### To do
Please quote all the entries below word for word, leaving out the pictures.

+ + + +

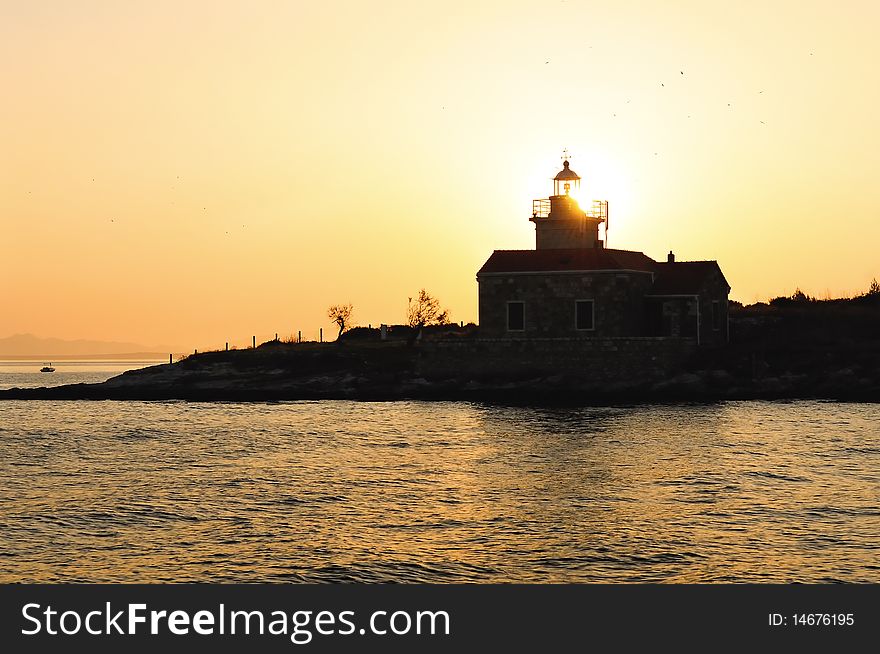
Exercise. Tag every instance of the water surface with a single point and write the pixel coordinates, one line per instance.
(438, 492)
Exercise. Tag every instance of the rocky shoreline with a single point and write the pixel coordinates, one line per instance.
(790, 349)
(334, 373)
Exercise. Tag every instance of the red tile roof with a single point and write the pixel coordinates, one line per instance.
(580, 259)
(684, 277)
(679, 278)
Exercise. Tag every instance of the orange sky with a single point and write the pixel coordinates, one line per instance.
(191, 173)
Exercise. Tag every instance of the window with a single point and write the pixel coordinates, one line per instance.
(716, 315)
(584, 315)
(516, 316)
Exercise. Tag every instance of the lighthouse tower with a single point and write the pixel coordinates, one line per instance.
(560, 222)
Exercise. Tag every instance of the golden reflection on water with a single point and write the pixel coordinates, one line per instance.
(443, 492)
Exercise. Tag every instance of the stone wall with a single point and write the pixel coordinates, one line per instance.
(603, 360)
(619, 302)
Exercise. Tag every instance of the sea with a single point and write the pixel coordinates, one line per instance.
(441, 492)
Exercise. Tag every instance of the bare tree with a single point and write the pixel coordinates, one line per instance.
(425, 311)
(341, 315)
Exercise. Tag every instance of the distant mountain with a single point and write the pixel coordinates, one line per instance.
(22, 345)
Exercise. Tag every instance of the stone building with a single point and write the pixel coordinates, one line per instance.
(571, 286)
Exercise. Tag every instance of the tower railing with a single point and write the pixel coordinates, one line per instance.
(598, 209)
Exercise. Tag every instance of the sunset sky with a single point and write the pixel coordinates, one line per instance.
(188, 173)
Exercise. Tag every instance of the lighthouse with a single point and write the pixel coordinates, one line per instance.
(561, 222)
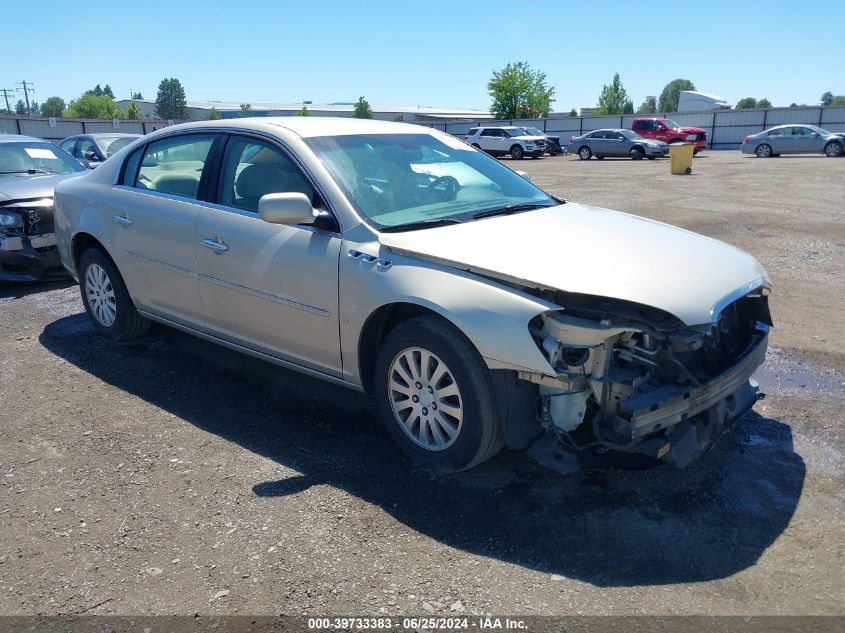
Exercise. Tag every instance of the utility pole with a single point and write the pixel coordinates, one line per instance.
(6, 92)
(26, 90)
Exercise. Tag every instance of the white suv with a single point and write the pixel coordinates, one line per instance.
(512, 140)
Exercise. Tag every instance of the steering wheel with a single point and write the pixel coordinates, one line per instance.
(446, 186)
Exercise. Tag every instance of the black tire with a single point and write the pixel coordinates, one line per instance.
(763, 151)
(833, 150)
(127, 323)
(479, 436)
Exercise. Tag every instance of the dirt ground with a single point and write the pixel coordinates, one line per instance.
(170, 476)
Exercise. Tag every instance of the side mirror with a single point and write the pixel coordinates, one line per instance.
(286, 208)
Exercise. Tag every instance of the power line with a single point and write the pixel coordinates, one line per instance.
(26, 90)
(6, 92)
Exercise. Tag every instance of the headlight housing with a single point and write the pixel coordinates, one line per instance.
(10, 220)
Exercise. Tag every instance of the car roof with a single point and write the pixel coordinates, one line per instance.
(305, 127)
(20, 138)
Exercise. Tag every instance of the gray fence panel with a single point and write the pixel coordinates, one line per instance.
(833, 116)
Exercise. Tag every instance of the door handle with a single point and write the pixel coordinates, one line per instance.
(215, 245)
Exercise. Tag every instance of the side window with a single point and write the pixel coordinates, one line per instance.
(85, 145)
(253, 168)
(130, 168)
(174, 165)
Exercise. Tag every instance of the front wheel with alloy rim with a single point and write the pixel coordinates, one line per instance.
(106, 299)
(833, 149)
(435, 396)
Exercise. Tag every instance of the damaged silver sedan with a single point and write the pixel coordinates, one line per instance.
(479, 310)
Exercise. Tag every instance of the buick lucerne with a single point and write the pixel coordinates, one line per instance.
(394, 259)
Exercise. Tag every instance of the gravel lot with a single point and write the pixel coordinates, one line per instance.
(174, 477)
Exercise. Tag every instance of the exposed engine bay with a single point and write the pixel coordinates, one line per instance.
(634, 379)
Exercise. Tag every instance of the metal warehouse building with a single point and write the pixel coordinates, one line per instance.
(198, 111)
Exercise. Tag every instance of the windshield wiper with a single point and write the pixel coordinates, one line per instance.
(422, 224)
(27, 171)
(511, 208)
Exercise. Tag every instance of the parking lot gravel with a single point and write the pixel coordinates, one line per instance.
(170, 476)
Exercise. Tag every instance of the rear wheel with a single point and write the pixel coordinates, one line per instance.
(435, 397)
(833, 149)
(106, 299)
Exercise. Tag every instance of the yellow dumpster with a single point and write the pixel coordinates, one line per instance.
(680, 158)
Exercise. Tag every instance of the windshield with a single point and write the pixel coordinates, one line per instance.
(630, 135)
(112, 144)
(35, 158)
(397, 180)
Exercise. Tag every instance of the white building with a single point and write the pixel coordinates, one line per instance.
(198, 111)
(694, 101)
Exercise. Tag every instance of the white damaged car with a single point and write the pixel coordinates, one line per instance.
(393, 259)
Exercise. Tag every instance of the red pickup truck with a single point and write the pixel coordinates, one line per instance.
(668, 131)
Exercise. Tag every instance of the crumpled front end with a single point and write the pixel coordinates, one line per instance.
(655, 387)
(28, 249)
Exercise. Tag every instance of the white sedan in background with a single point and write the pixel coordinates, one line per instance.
(481, 311)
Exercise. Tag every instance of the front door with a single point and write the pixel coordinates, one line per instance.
(154, 212)
(270, 287)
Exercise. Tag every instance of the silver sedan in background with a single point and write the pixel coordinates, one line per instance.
(616, 142)
(794, 139)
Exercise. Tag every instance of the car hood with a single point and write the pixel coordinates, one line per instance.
(30, 186)
(588, 250)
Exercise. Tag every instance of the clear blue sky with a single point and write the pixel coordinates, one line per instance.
(436, 53)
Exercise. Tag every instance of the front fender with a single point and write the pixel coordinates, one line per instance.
(494, 317)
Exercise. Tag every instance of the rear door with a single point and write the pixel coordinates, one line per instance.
(270, 287)
(154, 209)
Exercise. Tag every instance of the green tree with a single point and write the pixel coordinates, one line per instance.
(133, 111)
(649, 106)
(519, 91)
(91, 106)
(612, 98)
(668, 101)
(53, 106)
(171, 102)
(362, 109)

+ + + +

### Exercise response
Exercise. Tag every instance of the water surface with a single point and write the pixel coordinates, one line per instance.
(438, 492)
Exercise. Tag every instance of the rocky shoreline with a single point and write the pixel coordinates, one line per instance.
(790, 349)
(334, 373)
Exercise. Tag every instance of the red tile roof with a single point and write the pixel coordinates, one line per instance.
(580, 259)
(684, 277)
(679, 278)
Exercise. Tag every instance of the orange sky with a single point and write the pixel coordinates, one line per instance.
(191, 173)
Exercise. Tag every instance of the window with a single point and write the pixel coordinates, one line per instance.
(716, 315)
(584, 315)
(516, 316)
Exercise. Tag every instance of the lighthouse tower with a single point and write the pixel coordinates, one line per instance.
(560, 222)
Exercise. Tag every instance of the golden reflection on water with a single point and write the pixel coordinates, one line per instance.
(443, 492)
Exercise. Tag every instance of the stone wall with a single point and write the pixel coordinates, one line per instance.
(603, 360)
(619, 302)
Exercise. Tag every instance of the sea with a single point and write the pixel coordinates, one line per instance.
(441, 492)
Exercise. Tag every instance of the bare tree with a single point and write the pixel coordinates, one line per instance.
(425, 311)
(341, 315)
Exercise. Tag every instance of the distant mountain with a single point and write the pixel coordinates, one line per instance.
(22, 345)
Exercise. Tag every instance of the stone building with a single point and write the pixel coordinates, one line per instance.
(571, 286)
Exercise. Tag every instance of the tower railing with a single point and write the pixel coordinates, one line per instance.
(598, 209)
Exercise. Tag every instance of the sunset sky with a single point and write the pixel coordinates, one line per instance.
(188, 173)
Exercise. Tag every instance of the lighthouse with a single point and write the pixel coordinates, one line per instance.
(561, 222)
Exercise. Tag every instance of the utility pole with a single point and write the pixel coordinates, one line per instance.
(6, 92)
(26, 90)
Exercise. Tag every instance of the white suv with a single point and write the pixel coordinates, one line per instance.
(512, 140)
Exercise. Tag every instance of the steering wheel with a single point and write the pixel coordinates, one line per instance.
(446, 186)
Exercise. Tag every instance of the black tire with a single point and write the pixel coordinates, one line per instance.
(763, 151)
(833, 150)
(127, 323)
(479, 436)
Exercise. Tag every instance of the dirt ground with a single point and write the pixel coordinates, one line per instance.
(170, 476)
Exercise. Tag every instance of the side mirror with a single point and write the pixel coordinates, one line per instance.
(286, 208)
Exercise. Tag every instance of the power line with a single point and write the pixel coordinates, one line per instance.
(26, 90)
(6, 92)
Exercise. Tag every instance of the headlight housing with a single point and write the pixel coordinates, one line per instance.
(10, 220)
Exercise. Tag every instance of the car roof with a single point and write the pixel coordinates, one line per instance.
(305, 127)
(20, 138)
Exercise. Tag every instance of the gray fence panel with a single point and write the pixel coordinates, one line per instance.
(833, 116)
Exercise. Tag every instance of the door handle with a single point and write the pixel coordinates, one line per instance.
(215, 245)
Exercise. Tag every instance of the side window with a single point and write the pixel coordinates, one line per instance.
(85, 145)
(253, 168)
(130, 168)
(174, 165)
Exercise. Tag every instance of the front wheel with alloy rim with a single point and write the pixel coordinates, one line per instance.
(106, 299)
(833, 149)
(435, 396)
Exercise. Tag every instance of the damaged silver sedan with a single point and write the pixel coordinates, one line per instance.
(479, 310)
Exercise. Tag every instance of the buick lucerne with a single point and write the pixel coordinates, one line per instance.
(394, 259)
Exercise. Tag every instance of the gravel lot with a single point and write the pixel coordinates, one line per instance.
(174, 477)
Exercise. Tag every instance of the exposed engine bay with a single point and write the pixel coordinates, one line per instance.
(634, 379)
Exercise. Tag every instance of the metal warehouse building with a single point and write the pixel coordinates, one line per instance.
(198, 111)
Exercise. Tag every instance of the windshield wiper with a single point and write the pixel coordinates, one line per instance.
(422, 224)
(27, 171)
(511, 208)
Exercise. Tag every instance of the parking lot gravel with a single point and write the pixel coordinates, one line per instance.
(170, 476)
Exercise. Tag every instance of the rear wheel with a single point and write the pixel coordinates, one line per instance.
(435, 397)
(833, 149)
(106, 299)
Exercise. Tag every instance of the yellow dumpster with a single point and write the pixel coordinates, one line per instance.
(680, 158)
Exercise. Tag every instance of the windshield with a single point and write the pixel coordinates, one line per instance.
(630, 135)
(112, 144)
(35, 158)
(397, 180)
Exercise. Tag every instance of the white building with a single point and write the pixel coordinates, one line per instance.
(198, 111)
(694, 101)
Exercise. Tag every instance of the white damaged car with a single point and write the pixel coordinates, one line per instance.
(393, 259)
Exercise. Tag every instance of the red pickup truck with a single point and write the pixel coordinates, one line per instance.
(668, 131)
Exercise. Tag every instance of the crumpled front end with a single point and write the pixel coordinates, one line per instance.
(655, 387)
(28, 249)
Exercise. Tag every instance of the white sedan in background with a single point and write the pixel coordinates, one line per instance.
(481, 311)
Exercise. Tag every instance of the front door with a single point and write the pixel coordinates, one line per instance.
(154, 212)
(270, 287)
Exercise. Tag every instance of the silver sedan in background with a single point and write the pixel coordinates, one line per instance.
(616, 142)
(794, 139)
Exercise. Tag every instance of the car hood with a single point and write the pixel coordinates, one line per instance.
(30, 186)
(588, 250)
Exercise. Tag every instance of the clear blue sky with a single point and write the pixel coordinates, one line per instance.
(436, 53)
Exercise. Tag every instance of the front fender with a single point and write the pixel coordinates, one line per instance.
(494, 317)
Exercise. Tag every instance of the rear door with a single point and write the pixel coordinates, one line per instance.
(270, 287)
(154, 209)
Exercise. Tag every instance of the green tree with a single point and write the pixel coordinates, one line per instance.
(133, 111)
(649, 106)
(519, 91)
(91, 106)
(612, 98)
(668, 101)
(53, 106)
(171, 102)
(362, 109)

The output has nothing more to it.